= BRON =
┌──

Anders dan appellant betoogt, heeft hij wisselend verklaard over het - in de woorden van appellant - hebben van een stichting. Bij het gehoor op 25 juli 2012 heeft appellant verklaard dat hij in Amsterdam een stichting voor theaterproducten heeft, genaamd [stichting]. Bij brief van 4 januari 2013 heeft appellant verklaard dat hij geen stichting heeft of bezit en daarvan dus ook geen gegevens kan verstrekken. Bij brief van 30 januari 2013 heeft appellant verklaard dat hij op een gegeven moment het enige bestuurslid is geweest van de [stichting] en dat de stichting is opgeheven met terugwerkende kracht. De stelling van appellant ter zitting dat hij niet tegenstrijdig heeft verklaard omdat hij geen stichting “had”, maar slechts bestuurslid van die stichting was, volgt de Raad niet. Bij het gehoor op

25 juli 2012 heeft appellant immers ook verklaard dat hij een Stichting “heeft”. Bovendien wijkt deze stelling van appellant af van zijn eerdere verklaring tijdens de hoorzitting in bezwaar, waar hij als reden voor de tegenstrijdigheid gaf dat hij dacht dat het over een eenmanszaak ging en niet over een stichting. Verder is niet aannemelijk dat deze stichting nooit activiteiten heeft verricht. Uit gegevens van de Kamer van Koophandel van 15 januari 2013 blijkt weliswaar dat appellant per 1 februari 2010 stond ingeschreven als bestuurder van een stichting genaamd [stichting] Producties en dat op 7 september 2012 deze stichting met ingang van 14 oktober 2010 is uitgeschreven, maar daartegenover staat dat op de facebook-pagina van appellant en op zijn Linkdin op 20 september 2012, 8 januari 2013 en

21 januari 2013 stond vermeld dat hij “chairman and artistic director” is van [stichting] producties van 2010 tot heden. Op Linkdin stonden tevens recensies van 2008-heden vermeld. De omstandigheid dat de belastingdienst bij brief van 28 januari 2013 heeft medegedeeld dat [stichting] Producties in het eerste belastingtijdvak vanaf 28 januari 2013 geen omzetbelasting meer hoeft te betalen, maakt niet dat ervan moet worden uitgegaan dat de stichting geen activiteiten heeft verricht.4.4. Uit het voorgaande volgt dat appellant onvoldoende inzicht heeft gegeven in zijn financiële situatie, waardoor hij de inlichtingenverplichting heeft geschonden. Als gevolg daarvan kon het recht op bijstand niet worden vastgesteld. Het college heeft reeds daarom de aanvraag kunnen afwijzen. Alles wat appellant heeft aangevoerd over zijn woon- en leefsituatie zal daarom buiten bespreking blijven, zodat ook de verklaring van de getuige geen bespreking behoeft.

└──

= OPDRACHT =
Noem graag alle gedateerde verklaringen van appellant over de stichting die de uitspraak vermeldt, telkens met de datum en de vorm waarin hij verklaarde. Baseer je uitsluitend op de uitspraak hierboven.

= AANGELEVERD MATERIAAL =
┌──

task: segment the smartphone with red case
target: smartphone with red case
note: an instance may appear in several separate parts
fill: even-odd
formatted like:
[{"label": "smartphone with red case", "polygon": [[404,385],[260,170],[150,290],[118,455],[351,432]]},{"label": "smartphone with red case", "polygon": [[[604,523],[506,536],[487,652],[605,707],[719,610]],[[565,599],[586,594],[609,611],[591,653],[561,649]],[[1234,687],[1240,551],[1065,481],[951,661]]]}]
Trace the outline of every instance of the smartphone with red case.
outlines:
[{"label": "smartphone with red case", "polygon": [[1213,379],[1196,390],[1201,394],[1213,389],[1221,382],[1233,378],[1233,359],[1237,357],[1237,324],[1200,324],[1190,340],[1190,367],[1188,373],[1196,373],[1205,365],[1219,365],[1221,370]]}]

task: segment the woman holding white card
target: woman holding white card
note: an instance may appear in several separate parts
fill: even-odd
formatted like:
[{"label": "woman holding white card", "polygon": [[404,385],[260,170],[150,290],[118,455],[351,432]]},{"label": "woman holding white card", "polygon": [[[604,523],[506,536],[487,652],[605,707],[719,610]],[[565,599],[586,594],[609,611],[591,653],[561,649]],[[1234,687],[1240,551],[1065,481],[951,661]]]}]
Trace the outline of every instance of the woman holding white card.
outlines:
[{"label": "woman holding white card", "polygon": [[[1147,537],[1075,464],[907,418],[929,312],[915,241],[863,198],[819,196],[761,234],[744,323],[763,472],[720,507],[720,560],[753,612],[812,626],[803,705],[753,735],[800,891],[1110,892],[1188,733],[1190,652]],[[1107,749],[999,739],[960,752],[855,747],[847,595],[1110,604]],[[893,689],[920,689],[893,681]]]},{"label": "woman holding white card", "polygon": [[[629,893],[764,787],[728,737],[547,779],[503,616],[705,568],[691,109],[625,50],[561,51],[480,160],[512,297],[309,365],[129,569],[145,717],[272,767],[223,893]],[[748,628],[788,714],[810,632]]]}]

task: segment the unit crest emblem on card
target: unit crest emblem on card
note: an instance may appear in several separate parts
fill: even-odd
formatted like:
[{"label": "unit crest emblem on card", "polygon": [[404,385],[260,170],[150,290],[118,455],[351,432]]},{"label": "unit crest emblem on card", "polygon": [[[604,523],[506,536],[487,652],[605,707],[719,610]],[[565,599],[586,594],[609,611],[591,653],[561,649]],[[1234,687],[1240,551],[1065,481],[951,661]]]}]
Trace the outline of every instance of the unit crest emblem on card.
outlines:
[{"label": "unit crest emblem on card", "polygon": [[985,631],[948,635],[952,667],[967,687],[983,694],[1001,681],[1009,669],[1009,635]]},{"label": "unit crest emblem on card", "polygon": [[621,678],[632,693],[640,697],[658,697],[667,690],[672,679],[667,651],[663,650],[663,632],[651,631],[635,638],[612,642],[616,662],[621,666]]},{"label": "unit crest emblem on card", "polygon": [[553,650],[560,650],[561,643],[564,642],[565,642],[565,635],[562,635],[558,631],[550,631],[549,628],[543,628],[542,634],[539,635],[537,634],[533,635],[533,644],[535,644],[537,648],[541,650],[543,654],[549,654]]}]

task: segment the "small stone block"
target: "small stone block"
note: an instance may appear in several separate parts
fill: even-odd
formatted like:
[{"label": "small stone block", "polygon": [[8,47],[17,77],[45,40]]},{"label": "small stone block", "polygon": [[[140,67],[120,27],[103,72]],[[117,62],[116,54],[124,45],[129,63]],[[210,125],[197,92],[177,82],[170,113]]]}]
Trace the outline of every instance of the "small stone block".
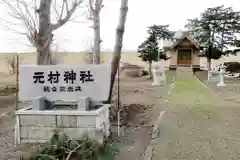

└──

= ANTWOORD =
- Gehoor op 25 juli 2012
- Brief van 4 januari 2013
- Brief van 30 januari 2013